Assignment 1: According to the lesson on taking tree cuttings, about how long should the piece snipped off the parent plant be?
Assignment 2: Carry on the lesson about taking tree cuttings from the point where it stops.

Document segment:
┏━━
Steps for Taking a Cutting for Your Own Forest at Home
Goals for the Lesson
- Be able to take a proper hardwood cutting.
- Learn what rooting hormones are and how they help generate roots.
- trees or shrubs you can take cuttings from
- 1 percent rooting hormone (Rootone is a common name)
- bag of either perlite, vermiculite, or sand
- tongue depressors for labeling
- 4-inch pots
State Standards Addressed: Renewable and Nonrenewable Resources (4.2); Agriculture and Society (4.4)
Subjects Covered: agricultural science, forestry, and biology
Topics: Plant reproduction, forest regeneration, asexual reproduction
Taking of a cutting can be done for a number of reasons:
- The plant needs to be trimmed
- You would like more of that plant
- By taking cuttings from a plant or tree, you are giving the existing plant the ability to grow in thicker because usually where you take one cutting you will get two new shoots.
These are just a few common reasons for taking a cutting.
The most common reason is to mass multiply the plants you desire. This can be done by taking what is called a hardwood cutting. A hardwood cutting is a piece of plant material taken from the terminal end of a tree or shrub. The terminal end is a piece of material that has a bud at the end of it. Hardwood cutting are taken from plants and shrubs that have a barky texture to them. Hardwood cuttings are harder to start then softwood cutting which I will mention latter.
You can take cuttings from soft tissue plants as well. These are often times much easier. You will need to use a lower percentage of hormone then you would use for hardwood cuttings. Use a 0.1 to 0.3 percentage. These types of cuttings would be house plants or succulent tissue plants.
Steps for Taking a Hardwood Cutting
- Snip a piece of plant material off the parent plant that is about 3 to 5 inches long.
- If the cutting has any flowers or fruit on it, take them off. You want to take them off because you don't want the plant to put energy into making a flower at the moment you want it to produce roots.
┗━━
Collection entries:
┏━━
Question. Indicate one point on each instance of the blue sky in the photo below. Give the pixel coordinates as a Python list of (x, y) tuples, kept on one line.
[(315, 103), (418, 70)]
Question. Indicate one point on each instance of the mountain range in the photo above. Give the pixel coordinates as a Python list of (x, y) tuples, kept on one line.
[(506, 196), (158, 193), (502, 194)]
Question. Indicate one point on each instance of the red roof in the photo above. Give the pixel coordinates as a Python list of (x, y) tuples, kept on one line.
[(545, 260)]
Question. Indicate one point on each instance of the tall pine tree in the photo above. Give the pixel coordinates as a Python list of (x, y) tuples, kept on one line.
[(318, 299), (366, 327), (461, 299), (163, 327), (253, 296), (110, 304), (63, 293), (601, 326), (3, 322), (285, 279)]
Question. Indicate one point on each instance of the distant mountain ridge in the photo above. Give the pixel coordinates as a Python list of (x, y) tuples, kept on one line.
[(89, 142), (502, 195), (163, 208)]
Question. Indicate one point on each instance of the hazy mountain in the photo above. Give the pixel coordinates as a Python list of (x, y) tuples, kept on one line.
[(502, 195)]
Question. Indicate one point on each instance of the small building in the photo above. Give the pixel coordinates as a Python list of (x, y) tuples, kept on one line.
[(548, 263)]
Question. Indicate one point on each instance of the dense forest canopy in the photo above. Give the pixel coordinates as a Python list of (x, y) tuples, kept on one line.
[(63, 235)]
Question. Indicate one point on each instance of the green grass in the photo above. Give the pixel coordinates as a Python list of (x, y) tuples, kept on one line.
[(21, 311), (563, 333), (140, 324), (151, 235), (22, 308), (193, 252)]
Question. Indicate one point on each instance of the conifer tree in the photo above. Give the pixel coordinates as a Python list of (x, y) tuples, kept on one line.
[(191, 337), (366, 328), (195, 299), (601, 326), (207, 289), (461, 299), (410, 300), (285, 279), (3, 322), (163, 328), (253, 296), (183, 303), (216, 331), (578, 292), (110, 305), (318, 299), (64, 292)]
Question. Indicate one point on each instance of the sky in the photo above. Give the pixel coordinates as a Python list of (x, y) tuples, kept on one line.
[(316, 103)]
┗━━
Result 1: About 3 to 5 inches long.

Result 2:
- If the cut you made was not a clean cut and of a 45-degree angle make a new cut.
- Next dip the hardwood cutting into a 1.0 rooting hormone solution. This can be found at a local greenhouse or florist. Note: A powder form and a liquid form are available. The liquid form will be more expensive, but it will be more effective in the long run. A common name for it is Dip N Grow.
- After your cuttings have been dipped, place the cutting in soil very close together because as the plants root they will be producing a hormone that will be released into the soil. The soil should be a type of soil that holds moisture very well. A common soil is straight vermiculite of perlite. These are found at your local greenhouses or home garden centers. If the plants are close together, they can share the hormones being produced and will root faster. An example or another experiment you can do to prove this is with a bag of peaches that are not ripe. Take one peach out, place it on the windowsill, and leave the rest in the bag. The bag of peaches will ripen faster because of a chemical called ethylene. Leave these cuttings alone for about 3 to 4 weeks. You will need to water them several times a day; do not let them dry out .
- After the cuttings have pushed roots out you will know by gently pulling on the cutting. If the cutting doesn't give, new roots probably have formed. The new roots are delicate, so be careful when pulling the cutting out of the ground.
- Take the individual cutting, replant it in a 4-inch pot, and keep it well watered. Do not overfertilize because fertilizer can be too strong and brown the roots out, in turn killing the plant. Do not use more then a 10-10-10 fertilizer to start.
Watch and care for the plants that you are growing from cuttings. You will have a small percentage, but that is expected under less-than-ideal situations. The ideal situation would be a room that is sterile at all times and regulated closely by temperature and moisture. Talk about why some of the plants died or didn't take root.
You can see from this lesson that you can start your own forest in your back yard just like those you see in Pennsylvania. The best part is you can start this forest at next to no cost. Just the cost of the rooting hormone, some pots, and soil.
Herren, Ray (2002). The Science of Agriculture: A Biological Approach. Independence, Ky.: Delmar Publishing.